_GOAL_
Find every line in the listing below that contains the word "plant" and copy each of those lines. Case counts.
-- START RECORD EXCERPTS --
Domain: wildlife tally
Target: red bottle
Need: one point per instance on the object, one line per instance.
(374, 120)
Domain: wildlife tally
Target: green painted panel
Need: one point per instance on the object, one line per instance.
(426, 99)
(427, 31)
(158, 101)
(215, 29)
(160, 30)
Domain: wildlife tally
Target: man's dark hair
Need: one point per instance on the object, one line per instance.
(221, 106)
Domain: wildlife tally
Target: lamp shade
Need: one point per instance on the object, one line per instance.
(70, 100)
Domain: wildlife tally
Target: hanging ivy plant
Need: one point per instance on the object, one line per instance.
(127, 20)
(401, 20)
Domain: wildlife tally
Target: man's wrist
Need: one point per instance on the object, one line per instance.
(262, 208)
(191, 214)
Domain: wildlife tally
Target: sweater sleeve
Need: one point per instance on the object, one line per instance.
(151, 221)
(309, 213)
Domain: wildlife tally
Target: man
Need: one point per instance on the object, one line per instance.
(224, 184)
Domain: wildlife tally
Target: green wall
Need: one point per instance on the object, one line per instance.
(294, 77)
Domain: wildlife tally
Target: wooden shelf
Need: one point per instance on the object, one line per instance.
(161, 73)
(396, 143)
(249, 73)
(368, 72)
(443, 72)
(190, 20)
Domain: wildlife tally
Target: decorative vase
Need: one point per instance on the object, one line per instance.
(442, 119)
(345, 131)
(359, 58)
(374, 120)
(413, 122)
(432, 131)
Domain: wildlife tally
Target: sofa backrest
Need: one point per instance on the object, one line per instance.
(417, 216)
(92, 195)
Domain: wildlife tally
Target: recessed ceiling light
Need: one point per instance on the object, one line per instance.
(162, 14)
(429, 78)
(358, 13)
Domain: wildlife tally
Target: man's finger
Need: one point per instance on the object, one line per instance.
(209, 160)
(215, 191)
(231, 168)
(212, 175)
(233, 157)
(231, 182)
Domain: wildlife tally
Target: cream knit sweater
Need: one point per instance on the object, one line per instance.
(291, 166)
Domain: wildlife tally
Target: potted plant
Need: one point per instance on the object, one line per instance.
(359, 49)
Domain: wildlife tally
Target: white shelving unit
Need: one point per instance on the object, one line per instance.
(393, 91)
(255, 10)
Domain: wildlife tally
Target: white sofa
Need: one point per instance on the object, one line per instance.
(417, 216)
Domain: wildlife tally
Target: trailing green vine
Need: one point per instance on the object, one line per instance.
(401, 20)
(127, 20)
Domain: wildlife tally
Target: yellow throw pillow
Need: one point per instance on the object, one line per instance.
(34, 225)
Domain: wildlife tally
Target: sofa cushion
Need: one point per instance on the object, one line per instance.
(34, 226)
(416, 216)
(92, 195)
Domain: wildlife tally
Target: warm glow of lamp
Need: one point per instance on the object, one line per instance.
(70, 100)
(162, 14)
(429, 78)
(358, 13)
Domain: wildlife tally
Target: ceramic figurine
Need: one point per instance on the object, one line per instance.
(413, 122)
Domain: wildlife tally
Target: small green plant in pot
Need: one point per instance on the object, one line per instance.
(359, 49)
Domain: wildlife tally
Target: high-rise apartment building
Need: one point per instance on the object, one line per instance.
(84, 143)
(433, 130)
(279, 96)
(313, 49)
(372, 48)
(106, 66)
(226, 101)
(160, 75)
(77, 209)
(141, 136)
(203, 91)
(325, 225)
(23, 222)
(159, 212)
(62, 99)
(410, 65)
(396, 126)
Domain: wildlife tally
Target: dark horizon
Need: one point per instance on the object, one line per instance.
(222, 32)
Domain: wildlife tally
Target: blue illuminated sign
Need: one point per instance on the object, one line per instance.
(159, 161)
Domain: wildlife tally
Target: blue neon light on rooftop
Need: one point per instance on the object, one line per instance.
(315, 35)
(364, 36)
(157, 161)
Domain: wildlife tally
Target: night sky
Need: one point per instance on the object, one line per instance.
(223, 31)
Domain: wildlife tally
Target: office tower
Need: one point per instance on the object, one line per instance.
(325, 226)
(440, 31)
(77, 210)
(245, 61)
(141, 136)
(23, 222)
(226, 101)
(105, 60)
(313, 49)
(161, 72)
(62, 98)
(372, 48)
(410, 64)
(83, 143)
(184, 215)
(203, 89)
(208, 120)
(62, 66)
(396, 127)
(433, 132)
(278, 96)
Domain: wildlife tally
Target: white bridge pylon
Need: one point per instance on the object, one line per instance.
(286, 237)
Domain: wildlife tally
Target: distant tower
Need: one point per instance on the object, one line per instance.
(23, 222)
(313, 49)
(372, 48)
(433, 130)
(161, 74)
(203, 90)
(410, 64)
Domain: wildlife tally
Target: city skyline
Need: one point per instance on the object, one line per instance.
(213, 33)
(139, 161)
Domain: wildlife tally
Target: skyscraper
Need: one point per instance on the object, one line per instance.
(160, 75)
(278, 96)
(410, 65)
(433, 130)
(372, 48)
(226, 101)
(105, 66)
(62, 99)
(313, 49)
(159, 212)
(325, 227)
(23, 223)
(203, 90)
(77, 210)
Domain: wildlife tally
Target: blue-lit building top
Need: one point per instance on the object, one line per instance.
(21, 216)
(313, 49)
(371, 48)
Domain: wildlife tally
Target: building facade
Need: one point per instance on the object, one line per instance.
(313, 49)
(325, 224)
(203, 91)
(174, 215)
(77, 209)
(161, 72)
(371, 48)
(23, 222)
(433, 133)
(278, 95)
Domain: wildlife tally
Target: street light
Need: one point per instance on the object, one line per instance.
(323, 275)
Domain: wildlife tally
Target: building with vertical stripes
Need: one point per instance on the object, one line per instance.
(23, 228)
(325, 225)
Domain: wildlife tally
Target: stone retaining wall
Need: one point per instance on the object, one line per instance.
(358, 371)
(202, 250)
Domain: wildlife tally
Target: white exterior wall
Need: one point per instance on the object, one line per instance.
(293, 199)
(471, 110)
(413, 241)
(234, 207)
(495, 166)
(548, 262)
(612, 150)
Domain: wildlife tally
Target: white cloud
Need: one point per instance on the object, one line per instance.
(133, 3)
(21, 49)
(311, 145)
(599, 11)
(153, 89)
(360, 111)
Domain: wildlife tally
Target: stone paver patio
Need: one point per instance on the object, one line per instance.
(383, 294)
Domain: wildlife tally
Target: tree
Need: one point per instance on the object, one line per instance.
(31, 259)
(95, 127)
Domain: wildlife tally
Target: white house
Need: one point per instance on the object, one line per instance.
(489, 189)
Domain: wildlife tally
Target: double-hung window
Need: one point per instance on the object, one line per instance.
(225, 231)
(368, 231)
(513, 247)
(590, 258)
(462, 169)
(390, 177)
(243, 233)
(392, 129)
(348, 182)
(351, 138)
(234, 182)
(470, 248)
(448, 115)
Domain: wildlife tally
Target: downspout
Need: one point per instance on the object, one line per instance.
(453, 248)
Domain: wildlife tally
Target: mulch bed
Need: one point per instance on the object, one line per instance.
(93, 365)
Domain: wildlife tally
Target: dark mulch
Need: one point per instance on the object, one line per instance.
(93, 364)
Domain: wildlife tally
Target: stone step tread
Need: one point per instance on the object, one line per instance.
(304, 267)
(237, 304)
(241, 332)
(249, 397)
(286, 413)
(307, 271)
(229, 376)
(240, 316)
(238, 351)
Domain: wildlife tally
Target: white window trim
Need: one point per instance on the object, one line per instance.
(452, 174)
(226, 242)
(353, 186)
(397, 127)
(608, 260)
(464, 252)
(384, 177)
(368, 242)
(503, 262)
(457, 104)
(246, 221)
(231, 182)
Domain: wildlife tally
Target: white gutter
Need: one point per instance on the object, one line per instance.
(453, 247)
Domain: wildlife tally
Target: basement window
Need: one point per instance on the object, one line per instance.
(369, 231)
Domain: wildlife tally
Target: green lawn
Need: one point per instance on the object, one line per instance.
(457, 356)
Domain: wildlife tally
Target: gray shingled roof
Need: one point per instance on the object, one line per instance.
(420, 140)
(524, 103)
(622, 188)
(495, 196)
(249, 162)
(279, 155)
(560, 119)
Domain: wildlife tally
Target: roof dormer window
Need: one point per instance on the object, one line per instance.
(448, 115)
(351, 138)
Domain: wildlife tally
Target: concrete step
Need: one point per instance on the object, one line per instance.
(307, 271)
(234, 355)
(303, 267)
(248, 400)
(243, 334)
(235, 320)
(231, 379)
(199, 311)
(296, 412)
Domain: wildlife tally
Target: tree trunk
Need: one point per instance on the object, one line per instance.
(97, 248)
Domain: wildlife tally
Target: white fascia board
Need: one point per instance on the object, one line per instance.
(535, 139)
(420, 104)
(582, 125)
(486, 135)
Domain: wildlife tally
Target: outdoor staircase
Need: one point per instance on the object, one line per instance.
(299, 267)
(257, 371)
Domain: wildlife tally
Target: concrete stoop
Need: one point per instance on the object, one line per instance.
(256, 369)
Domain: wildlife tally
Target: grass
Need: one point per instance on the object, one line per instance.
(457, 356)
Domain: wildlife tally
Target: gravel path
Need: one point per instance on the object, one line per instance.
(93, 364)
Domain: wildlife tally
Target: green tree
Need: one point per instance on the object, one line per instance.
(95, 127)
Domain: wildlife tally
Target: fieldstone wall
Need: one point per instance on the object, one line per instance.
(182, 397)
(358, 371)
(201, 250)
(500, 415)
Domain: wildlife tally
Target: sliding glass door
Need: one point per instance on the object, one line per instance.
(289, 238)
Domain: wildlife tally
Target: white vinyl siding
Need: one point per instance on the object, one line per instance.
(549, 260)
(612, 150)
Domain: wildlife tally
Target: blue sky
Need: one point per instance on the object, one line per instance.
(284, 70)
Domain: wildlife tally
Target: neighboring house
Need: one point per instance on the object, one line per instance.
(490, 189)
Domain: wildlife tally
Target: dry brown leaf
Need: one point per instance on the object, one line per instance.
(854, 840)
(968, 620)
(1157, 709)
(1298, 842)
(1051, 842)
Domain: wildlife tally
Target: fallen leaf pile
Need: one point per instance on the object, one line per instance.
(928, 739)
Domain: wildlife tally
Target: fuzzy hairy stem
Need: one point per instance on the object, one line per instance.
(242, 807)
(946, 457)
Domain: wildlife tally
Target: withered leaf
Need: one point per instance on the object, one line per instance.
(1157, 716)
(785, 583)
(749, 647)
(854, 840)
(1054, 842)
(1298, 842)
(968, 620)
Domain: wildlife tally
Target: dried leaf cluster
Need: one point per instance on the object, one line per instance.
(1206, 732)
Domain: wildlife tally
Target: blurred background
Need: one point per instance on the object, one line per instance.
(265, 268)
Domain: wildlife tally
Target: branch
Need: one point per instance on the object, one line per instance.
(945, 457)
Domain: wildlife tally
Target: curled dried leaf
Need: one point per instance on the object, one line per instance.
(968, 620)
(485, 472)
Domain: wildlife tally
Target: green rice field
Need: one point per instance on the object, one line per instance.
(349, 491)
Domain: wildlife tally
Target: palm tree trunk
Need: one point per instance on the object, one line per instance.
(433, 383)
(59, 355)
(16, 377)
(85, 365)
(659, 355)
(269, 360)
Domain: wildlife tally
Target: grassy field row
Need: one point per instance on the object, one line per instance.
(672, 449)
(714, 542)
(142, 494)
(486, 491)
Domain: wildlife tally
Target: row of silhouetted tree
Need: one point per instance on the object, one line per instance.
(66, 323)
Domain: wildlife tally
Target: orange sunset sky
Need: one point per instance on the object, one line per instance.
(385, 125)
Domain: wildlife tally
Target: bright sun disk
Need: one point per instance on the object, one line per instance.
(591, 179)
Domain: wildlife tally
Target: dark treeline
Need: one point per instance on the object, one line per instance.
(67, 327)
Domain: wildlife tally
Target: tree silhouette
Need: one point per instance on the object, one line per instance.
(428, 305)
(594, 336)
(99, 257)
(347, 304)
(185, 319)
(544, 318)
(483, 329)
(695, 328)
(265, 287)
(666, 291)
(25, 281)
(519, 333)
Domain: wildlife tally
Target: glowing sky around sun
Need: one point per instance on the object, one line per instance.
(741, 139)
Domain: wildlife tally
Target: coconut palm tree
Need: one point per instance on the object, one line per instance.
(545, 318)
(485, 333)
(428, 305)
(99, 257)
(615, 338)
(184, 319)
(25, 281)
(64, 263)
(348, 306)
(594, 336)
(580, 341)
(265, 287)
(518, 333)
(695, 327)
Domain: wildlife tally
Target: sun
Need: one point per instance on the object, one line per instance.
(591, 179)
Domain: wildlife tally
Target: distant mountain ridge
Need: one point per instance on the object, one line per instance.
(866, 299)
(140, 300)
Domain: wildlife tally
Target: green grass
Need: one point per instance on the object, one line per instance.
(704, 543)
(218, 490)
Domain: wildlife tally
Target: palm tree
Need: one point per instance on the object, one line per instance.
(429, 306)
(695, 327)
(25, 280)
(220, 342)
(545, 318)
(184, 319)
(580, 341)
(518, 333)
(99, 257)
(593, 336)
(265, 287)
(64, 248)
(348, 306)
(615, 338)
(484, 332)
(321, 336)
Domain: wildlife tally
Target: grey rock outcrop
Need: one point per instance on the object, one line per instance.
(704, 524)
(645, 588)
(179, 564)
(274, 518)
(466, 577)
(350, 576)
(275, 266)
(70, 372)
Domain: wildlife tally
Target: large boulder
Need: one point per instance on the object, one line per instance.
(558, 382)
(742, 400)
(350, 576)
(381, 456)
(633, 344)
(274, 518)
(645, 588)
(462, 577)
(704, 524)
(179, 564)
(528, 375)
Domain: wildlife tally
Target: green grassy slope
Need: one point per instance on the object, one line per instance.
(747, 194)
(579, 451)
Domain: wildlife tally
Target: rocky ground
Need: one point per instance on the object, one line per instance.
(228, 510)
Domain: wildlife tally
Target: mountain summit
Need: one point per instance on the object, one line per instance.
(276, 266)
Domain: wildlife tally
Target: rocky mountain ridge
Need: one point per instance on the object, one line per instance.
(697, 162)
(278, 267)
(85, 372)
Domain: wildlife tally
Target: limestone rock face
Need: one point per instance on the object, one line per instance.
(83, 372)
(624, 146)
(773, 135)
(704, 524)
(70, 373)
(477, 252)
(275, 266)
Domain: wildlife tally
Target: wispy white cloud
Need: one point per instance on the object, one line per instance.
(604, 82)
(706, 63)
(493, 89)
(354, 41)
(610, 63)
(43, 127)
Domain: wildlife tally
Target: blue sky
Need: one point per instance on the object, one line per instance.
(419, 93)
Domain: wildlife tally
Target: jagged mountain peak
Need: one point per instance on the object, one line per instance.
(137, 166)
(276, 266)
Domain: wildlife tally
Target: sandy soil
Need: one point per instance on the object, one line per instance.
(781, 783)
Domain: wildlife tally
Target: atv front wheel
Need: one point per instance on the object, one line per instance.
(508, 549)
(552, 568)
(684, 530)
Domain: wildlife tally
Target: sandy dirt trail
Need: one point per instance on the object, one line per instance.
-- END RECORD EXCERPTS --
_COMPLETE OUTPUT_
Target: hanging ivy plant
Target: potted plant
Target: small green plant in pot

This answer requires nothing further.